I’m not a KML or HTML expert, and this is baffling me.
I’ve created this KML file showing the locations of IMAX theaters around the world, and for some reason Google Earth formats the info boxes for some of the placemarks differently, even though the coding for all of them is identical.
Some have a vertical scroll bar, others do not. There’s no coding for table sizes that would squeeze some taller or narrower than others. There’s no common factor I can find in any of the ones that do: nothing relating to the other graphics in the box, or the amount of info, or the number of lines of text, etc.
Examples of placemarks with vertical scroll bars:
Anaheim, CA
Branson, MO
Dayton, OH
Huntsville, AL
Raleigh, NC
Tijuana, Mexico
Madrid, Spain
Most others simply fit all the info into the box without a scroll bar, which is what I want all of them to do.
I’ll probably ask this question over at the Google Earth forum, but I thought I’d check with my well-informed friends here first.

Written task 1: Output everything in the Google Earth post from "I’ve created this" down to "them to do.".
Written task 2:
Answer these questions about the Google Earth post:
(a) What does the KML file show?
(b) What do some info boxes have that others lack?
(c) Where does the writer say they will probably ask this question as well?

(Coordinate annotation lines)
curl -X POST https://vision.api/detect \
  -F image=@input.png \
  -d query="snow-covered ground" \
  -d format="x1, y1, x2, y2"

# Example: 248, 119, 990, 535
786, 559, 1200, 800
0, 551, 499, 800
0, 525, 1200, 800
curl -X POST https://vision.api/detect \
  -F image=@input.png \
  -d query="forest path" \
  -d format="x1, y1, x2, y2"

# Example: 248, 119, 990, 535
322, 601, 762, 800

Full response 1:
I’ve created this KML file showing the locations of IMAX theaters around the world, and for some reason Google Earth formats the info boxes for some of the placemarks differently, even though the coding for all of them is identical.
Some have a vertical scroll bar, others do not. There’s no coding for table sizes that would squeeze some taller or narrower than others. There’s no common factor I can find in any of the ones that do: nothing relating to the other graphics in the box, or the amount of info, or the number of lines of text, etc.
Examples of placemarks with vertical scroll bars:
Anaheim, CA
Branson, MO
Dayton, OH
Huntsville, AL
Raleigh, NC
Tijuana, Mexico
Madrid, Spain
Most others simply fit all the info into the box without a scroll bar, which is what I want all of them to do.

Full response 2:
(a) The locations of IMAX theaters around the world.
(b) A vertical scroll bar.
(c) The Google Earth forum.